__PROMPT__: Starting at the line containing "Look at the image above and locate every bird visible." and ending at the line containing "368,211 -> 654,413", write out every line again. Multiply each bounding-box coordinate in the answers by 2.55 and round to whole numbers with halves rounded up, leaving all other lines (the sample coordinates included) unchanged.

Dataset entries
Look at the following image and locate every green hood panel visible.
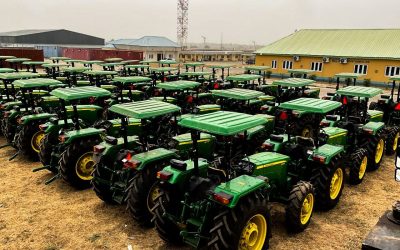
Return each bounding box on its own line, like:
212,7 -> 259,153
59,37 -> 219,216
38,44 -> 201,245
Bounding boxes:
110,100 -> 180,119
279,97 -> 342,114
214,175 -> 267,208
211,88 -> 264,100
179,111 -> 267,136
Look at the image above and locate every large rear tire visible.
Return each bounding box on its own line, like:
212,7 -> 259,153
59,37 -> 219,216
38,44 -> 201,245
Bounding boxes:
349,148 -> 368,185
58,137 -> 100,189
208,192 -> 271,250
151,190 -> 182,245
127,164 -> 166,227
368,132 -> 385,171
385,126 -> 400,155
311,155 -> 345,210
286,181 -> 315,232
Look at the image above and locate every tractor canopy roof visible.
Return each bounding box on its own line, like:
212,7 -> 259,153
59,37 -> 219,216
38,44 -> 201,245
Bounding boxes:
13,78 -> 63,88
0,72 -> 39,80
0,56 -> 15,60
158,60 -> 177,64
125,64 -> 150,69
179,111 -> 267,136
110,100 -> 181,119
336,86 -> 383,98
100,62 -> 124,67
64,59 -> 85,63
226,74 -> 262,82
113,76 -> 152,84
272,78 -> 315,87
104,57 -> 124,62
335,73 -> 362,79
180,71 -> 211,76
6,58 -> 31,63
150,67 -> 178,72
42,63 -> 69,68
279,97 -> 342,114
183,62 -> 204,67
0,68 -> 15,73
82,60 -> 103,65
63,67 -> 90,73
83,70 -> 118,76
50,86 -> 111,101
244,65 -> 271,71
49,56 -> 71,60
22,61 -> 44,65
211,88 -> 264,100
389,75 -> 400,81
288,69 -> 315,74
157,80 -> 200,90
207,65 -> 233,69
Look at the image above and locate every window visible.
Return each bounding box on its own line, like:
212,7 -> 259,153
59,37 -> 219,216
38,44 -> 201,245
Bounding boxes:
385,66 -> 400,76
311,62 -> 322,71
283,61 -> 293,69
271,60 -> 276,69
354,64 -> 368,75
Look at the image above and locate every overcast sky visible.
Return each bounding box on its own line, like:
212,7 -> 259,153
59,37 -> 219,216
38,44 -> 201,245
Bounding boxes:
0,0 -> 400,45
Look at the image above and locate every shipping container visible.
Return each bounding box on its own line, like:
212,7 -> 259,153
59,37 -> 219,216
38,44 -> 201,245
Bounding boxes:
62,48 -> 143,60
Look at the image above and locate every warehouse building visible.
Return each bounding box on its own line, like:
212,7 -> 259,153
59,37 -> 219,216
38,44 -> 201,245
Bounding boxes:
0,29 -> 104,57
106,36 -> 181,61
255,29 -> 400,83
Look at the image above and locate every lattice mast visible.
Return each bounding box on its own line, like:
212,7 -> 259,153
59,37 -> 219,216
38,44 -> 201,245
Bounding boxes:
177,0 -> 189,47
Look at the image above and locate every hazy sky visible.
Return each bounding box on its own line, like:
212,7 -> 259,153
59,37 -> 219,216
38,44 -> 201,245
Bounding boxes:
0,0 -> 400,45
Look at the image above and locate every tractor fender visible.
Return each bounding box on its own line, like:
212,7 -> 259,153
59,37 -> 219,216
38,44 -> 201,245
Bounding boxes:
362,122 -> 385,135
132,148 -> 178,171
21,113 -> 57,125
64,128 -> 104,144
209,175 -> 270,208
308,144 -> 344,165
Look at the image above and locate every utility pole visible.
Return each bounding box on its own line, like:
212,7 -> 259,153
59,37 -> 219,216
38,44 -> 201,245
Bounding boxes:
177,0 -> 189,48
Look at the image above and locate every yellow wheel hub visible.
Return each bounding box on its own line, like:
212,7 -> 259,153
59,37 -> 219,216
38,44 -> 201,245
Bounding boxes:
393,132 -> 400,151
31,131 -> 45,153
239,214 -> 268,250
358,156 -> 368,180
375,139 -> 385,163
300,193 -> 314,225
329,168 -> 343,200
75,152 -> 95,181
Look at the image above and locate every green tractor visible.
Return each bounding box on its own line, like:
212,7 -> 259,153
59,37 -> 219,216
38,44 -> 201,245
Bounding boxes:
150,67 -> 179,82
92,100 -> 214,226
124,64 -> 151,77
261,78 -> 320,115
321,86 -> 390,184
150,80 -> 211,111
34,86 -> 117,188
2,78 -> 63,147
211,88 -> 275,114
152,111 -> 282,249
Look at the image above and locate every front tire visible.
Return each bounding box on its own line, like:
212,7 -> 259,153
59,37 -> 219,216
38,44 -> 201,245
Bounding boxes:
59,137 -> 100,189
286,181 -> 315,232
208,193 -> 271,250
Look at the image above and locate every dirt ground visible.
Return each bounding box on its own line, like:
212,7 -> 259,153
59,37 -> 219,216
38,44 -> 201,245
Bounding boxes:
0,77 -> 400,250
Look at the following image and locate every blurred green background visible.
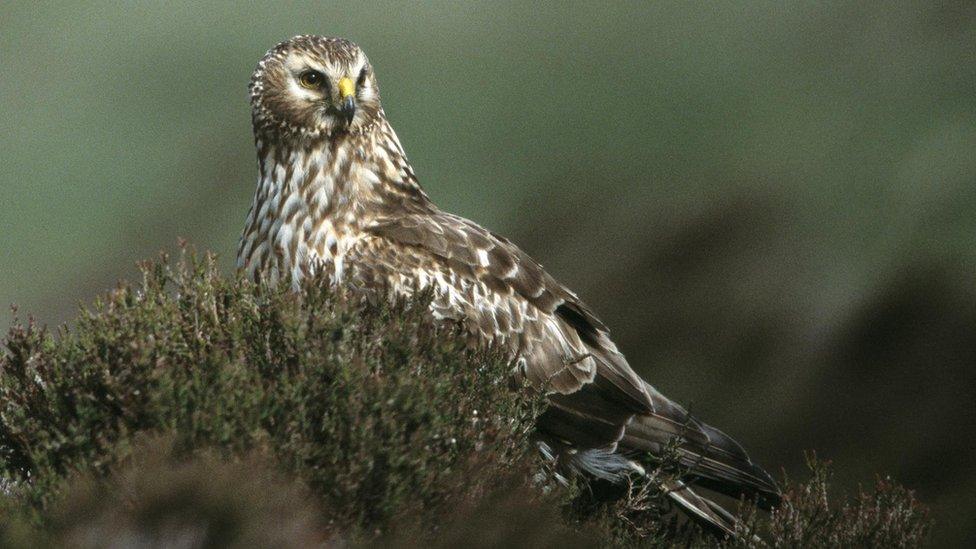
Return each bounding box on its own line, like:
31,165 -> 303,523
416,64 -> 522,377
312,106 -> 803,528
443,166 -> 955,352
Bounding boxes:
0,0 -> 976,544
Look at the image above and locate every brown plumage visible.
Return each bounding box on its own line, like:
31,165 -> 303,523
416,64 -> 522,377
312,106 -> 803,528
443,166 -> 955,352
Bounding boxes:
238,36 -> 778,531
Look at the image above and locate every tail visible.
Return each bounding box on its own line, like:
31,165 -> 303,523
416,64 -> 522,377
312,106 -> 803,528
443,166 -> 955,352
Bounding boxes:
619,385 -> 781,535
663,480 -> 739,538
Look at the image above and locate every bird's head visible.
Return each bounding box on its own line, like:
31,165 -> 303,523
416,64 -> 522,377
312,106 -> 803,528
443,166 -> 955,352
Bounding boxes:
249,35 -> 380,138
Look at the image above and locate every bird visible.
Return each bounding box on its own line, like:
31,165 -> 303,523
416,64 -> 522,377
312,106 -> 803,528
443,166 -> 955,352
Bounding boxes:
237,35 -> 780,535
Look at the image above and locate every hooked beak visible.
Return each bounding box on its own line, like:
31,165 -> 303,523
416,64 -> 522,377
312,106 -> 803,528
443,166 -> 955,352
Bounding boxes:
339,77 -> 356,126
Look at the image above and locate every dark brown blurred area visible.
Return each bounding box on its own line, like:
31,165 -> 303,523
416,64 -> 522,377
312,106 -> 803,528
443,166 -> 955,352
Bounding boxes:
0,0 -> 976,546
519,187 -> 976,540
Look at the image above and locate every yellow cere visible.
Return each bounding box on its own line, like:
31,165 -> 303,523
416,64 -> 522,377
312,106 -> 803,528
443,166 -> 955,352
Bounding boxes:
339,77 -> 356,99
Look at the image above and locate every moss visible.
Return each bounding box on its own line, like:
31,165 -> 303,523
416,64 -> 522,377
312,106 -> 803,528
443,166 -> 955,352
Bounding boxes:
0,253 -> 928,547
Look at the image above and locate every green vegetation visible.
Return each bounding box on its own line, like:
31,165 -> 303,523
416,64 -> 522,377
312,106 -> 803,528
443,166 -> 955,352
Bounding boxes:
0,258 -> 929,547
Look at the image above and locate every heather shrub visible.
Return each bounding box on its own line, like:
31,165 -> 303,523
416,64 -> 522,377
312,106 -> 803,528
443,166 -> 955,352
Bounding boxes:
0,258 -> 929,547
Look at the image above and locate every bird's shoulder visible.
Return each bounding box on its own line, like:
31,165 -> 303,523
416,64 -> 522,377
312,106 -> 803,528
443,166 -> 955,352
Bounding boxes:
366,211 -> 596,316
368,211 -> 654,413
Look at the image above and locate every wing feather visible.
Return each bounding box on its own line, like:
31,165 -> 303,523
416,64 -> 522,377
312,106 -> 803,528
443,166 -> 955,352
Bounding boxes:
358,211 -> 778,501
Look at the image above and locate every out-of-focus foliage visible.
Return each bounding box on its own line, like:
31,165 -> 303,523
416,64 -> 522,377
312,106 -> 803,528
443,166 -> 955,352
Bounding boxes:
0,0 -> 976,545
0,260 -> 928,547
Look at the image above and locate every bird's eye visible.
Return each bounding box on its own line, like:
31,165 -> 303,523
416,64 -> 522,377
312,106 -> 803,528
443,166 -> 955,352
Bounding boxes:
298,71 -> 325,89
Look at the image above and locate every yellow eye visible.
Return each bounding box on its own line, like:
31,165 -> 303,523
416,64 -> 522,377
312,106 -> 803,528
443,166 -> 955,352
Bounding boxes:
298,71 -> 325,89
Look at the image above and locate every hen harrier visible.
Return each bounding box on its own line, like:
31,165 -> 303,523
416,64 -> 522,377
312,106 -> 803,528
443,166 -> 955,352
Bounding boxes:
237,36 -> 779,533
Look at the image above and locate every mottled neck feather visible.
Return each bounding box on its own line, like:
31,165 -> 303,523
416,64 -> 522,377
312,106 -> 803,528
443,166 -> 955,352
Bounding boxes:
237,113 -> 434,281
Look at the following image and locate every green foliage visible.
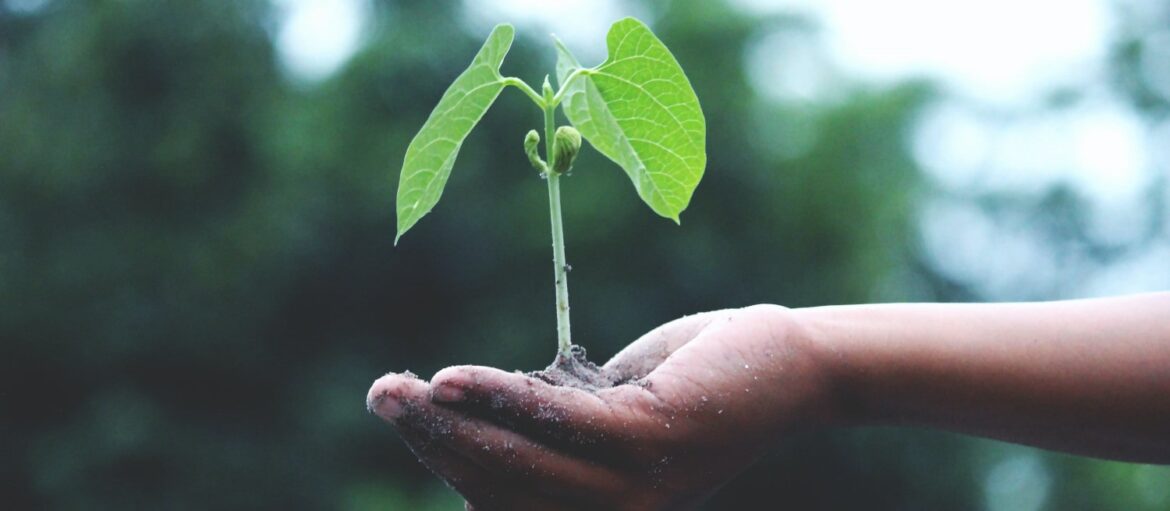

__COMPLETE ANSWER__:
Look at the image above and locate every bird visible.
Return each bounding box on its own line, like:
31,165 -> 303,523
416,64 -> 522,377
312,106 -> 803,528
443,166 -> 955,352
Bounding boxes:
604,89 -> 1989,1364
Look at the image above and locate every hooked beak visible.
Return each bounding box on its own line, like:
31,165 -> 303,523
416,64 -> 522,377
312,106 -> 803,528
443,166 -> 955,352
Bounding boxes:
864,196 -> 908,321
Look at the image above and locate every dark brown blurred area visible.
Return each bounding box on its own line, like:
31,165 -> 303,523
416,64 -> 522,377
312,106 -> 803,528
443,166 -> 955,352
Bounding boxes:
0,0 -> 2489,1392
1323,477 -> 2489,1377
Look at the image above and locate every yellow cere visible.
Return each bounding box on its own line, like:
31,165 -> 303,523
416,64 -> 522,377
312,106 -> 803,528
443,166 -> 955,352
Bounding boxes:
864,196 -> 908,252
Look at the image above and locate every moss visible.
Return each bounding box on its own line, like:
31,165 -> 303,523
416,64 -> 522,377
312,106 -> 803,528
443,166 -> 955,352
Bounding boxes:
0,645 -> 2366,1395
Look at the image above and locate every green vegetation visible.
Return each bounding box on its own line, like:
31,165 -> 303,523
416,64 -> 522,377
312,106 -> 803,528
443,166 -> 955,352
Bounding boxes:
0,658 -> 2369,1395
Look at the image above and locate every heather shrub visible.
Return each bounding box on its own line, like:
31,165 -> 303,523
416,64 -> 522,377
312,106 -> 803,528
443,166 -> 955,352
Bounding boxes:
0,658 -> 2369,1395
Look at the image above and locate every bird's shoulder visible.
Return each bounding box on its own line, like:
31,165 -> 303,523
416,64 -> 522,377
312,106 -> 803,528
443,166 -> 955,352
Bounding boxes:
933,538 -> 1520,806
938,538 -> 1668,1053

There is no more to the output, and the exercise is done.